** Begin SUPPLIED RECORDS **

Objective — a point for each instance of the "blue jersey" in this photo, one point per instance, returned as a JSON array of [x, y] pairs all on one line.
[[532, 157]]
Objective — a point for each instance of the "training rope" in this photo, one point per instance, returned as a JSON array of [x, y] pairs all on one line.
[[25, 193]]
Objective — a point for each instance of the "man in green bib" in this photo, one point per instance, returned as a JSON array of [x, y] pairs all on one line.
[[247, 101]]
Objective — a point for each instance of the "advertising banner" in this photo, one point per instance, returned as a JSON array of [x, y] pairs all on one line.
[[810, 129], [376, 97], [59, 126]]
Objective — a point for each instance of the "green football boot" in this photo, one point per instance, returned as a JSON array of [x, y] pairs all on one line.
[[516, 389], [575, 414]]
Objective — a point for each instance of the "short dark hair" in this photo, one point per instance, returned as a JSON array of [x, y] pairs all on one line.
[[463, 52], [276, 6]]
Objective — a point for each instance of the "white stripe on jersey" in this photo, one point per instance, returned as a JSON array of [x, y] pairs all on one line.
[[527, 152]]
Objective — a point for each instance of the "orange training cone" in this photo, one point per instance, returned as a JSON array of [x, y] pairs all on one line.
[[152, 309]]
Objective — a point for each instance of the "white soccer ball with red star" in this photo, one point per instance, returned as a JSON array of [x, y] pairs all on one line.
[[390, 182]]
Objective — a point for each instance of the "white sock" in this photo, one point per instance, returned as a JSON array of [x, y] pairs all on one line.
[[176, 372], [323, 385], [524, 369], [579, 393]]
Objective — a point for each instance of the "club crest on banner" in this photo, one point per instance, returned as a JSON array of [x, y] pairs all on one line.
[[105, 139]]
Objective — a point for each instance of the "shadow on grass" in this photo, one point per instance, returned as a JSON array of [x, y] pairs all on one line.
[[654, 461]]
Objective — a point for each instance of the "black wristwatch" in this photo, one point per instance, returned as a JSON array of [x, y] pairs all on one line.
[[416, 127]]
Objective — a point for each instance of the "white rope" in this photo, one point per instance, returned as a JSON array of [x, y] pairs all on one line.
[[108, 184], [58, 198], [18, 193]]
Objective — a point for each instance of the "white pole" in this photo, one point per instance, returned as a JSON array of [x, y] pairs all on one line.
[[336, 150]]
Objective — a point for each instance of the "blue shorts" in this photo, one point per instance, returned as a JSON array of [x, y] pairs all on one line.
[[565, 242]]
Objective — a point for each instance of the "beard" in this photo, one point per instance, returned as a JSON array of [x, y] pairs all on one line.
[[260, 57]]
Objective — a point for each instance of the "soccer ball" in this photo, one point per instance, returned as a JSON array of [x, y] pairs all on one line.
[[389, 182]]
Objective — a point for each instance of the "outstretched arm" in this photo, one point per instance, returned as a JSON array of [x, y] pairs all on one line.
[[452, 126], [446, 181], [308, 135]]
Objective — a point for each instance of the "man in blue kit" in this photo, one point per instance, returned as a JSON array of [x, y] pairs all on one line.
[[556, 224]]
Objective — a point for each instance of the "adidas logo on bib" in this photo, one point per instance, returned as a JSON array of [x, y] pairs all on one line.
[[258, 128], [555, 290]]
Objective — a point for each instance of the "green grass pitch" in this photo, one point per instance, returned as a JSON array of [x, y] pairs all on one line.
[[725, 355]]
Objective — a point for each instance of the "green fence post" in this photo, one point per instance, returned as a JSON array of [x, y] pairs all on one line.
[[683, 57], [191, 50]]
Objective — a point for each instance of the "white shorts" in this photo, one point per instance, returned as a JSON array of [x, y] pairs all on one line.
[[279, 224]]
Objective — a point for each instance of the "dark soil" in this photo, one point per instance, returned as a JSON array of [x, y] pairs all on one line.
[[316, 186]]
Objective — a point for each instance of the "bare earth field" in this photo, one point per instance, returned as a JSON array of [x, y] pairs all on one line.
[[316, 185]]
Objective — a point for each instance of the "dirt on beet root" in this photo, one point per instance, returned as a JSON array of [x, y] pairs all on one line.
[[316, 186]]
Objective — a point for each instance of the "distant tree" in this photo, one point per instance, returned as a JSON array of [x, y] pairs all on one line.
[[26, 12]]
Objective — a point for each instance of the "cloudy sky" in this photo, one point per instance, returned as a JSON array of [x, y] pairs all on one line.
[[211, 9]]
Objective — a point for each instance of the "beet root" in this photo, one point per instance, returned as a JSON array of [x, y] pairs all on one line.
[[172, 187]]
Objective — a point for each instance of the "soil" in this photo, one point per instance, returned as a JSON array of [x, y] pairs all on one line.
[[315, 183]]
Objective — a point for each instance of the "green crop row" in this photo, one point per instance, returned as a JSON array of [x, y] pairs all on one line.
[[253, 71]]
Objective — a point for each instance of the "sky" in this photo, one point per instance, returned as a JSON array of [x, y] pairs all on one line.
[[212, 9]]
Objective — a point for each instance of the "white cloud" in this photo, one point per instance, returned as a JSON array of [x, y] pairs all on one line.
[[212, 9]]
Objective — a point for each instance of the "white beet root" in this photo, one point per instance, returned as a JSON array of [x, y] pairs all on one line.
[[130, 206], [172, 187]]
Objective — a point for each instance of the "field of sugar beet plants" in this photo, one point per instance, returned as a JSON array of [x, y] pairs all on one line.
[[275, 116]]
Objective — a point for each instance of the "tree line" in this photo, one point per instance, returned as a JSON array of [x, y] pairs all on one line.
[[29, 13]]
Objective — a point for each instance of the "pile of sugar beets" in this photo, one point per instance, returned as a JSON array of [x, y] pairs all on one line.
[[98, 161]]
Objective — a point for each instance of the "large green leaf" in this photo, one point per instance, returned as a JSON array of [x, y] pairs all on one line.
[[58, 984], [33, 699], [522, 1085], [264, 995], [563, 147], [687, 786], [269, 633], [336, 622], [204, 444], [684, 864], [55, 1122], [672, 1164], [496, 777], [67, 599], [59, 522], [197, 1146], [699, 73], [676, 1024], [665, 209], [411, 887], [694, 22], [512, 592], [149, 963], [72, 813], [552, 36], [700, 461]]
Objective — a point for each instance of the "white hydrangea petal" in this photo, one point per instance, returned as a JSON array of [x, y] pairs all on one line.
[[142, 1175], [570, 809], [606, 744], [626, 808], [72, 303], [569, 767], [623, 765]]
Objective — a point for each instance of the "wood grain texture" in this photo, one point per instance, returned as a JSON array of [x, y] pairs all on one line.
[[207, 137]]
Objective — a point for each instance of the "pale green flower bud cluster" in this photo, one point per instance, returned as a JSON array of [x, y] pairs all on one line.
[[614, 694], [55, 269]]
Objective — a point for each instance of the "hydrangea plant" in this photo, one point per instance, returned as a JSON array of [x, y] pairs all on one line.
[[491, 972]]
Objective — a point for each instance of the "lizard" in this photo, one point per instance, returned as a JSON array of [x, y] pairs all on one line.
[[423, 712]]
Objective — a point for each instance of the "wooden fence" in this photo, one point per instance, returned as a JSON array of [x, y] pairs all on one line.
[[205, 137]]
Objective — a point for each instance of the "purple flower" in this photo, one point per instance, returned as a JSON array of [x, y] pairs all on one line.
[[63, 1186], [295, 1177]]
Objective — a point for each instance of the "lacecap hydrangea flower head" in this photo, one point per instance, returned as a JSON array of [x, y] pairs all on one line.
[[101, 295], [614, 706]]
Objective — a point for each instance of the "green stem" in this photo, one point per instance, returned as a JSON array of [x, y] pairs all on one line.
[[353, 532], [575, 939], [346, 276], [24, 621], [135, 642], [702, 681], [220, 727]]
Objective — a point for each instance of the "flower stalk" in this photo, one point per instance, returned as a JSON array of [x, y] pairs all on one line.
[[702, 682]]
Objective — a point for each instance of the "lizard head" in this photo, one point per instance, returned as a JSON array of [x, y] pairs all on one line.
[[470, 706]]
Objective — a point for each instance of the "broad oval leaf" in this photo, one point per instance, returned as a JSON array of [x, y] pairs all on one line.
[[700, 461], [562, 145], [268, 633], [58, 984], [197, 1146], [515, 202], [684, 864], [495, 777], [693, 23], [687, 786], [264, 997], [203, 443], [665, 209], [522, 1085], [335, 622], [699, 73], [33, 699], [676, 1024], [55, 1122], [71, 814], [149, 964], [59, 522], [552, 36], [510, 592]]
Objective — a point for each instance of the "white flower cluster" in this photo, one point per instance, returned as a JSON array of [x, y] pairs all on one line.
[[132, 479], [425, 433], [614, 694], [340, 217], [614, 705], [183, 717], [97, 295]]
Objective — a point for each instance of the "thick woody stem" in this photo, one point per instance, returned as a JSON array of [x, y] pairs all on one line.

** End SUPPLIED RECORDS **

— THE REQUEST —
Copy out the records word for word, from the line that contains "green flower bud" through the line that contains "36], [510, 592]]", including both of those lines.

— RESPONSE BELOW —
Objective — a point for each instance of the "pale green flower bud cluster" in this photo, one point per instance, returned as a JSON array of [x, y] pairs all on one line.
[[614, 694], [55, 269]]
Objective — a point for each instance of the "hydrangea plant" in this photo, one point per instance, returned as a JSON array of [x, y] pairs all on one line.
[[491, 972]]
Objective — a point for each instance of the "lizard" in this photo, one point per instance, returned as a JSON array of [x, y] pairs all on one line.
[[423, 712]]
Objective — a point for each instance of the "wooden fence" in this photo, one point per instance, returned as a JSON array of [x, y] pairs all on one line.
[[205, 137]]
Objective — a point for each instance of the "purple flower" in this photo, one point per instance, returned as a JSON array of [x, y] pairs all on one line.
[[63, 1186], [295, 1177]]
Objective — a point for each instance of the "lacecap hydrangea flower head" in this photo, one point per instance, returned as a JSON array of [x, y] pairs all on one line.
[[101, 295], [614, 706]]
Objective — a point for each instance of the "green stem" in this photo, one point per instance, returned as a JSON array of [x, y] pairs all on one line.
[[353, 532], [575, 939], [346, 276], [24, 621], [135, 642], [702, 681], [220, 727]]
Objective — a point for each instance of the "flower stalk" in this photo, one point per instance, returned as a JSON array of [x, y] pairs all on one line.
[[702, 682]]
Objective — a point for each instance of the "lizard head" in this photo, one point per instance, returned as a JSON array of [x, y] pairs all on one line.
[[470, 706]]
Objective — a point for each instance of the "broad oval leaf" in this photo, one point per instance, returned as a JSON array of [x, y] pairs all on one line.
[[700, 461], [562, 145], [268, 633], [58, 984], [197, 1146], [515, 202], [684, 864], [495, 777], [693, 23], [687, 786], [264, 997], [203, 443], [665, 209], [522, 1085], [335, 622], [699, 73], [33, 699], [676, 1024], [55, 1122], [71, 814], [149, 964], [59, 522], [552, 36], [510, 592]]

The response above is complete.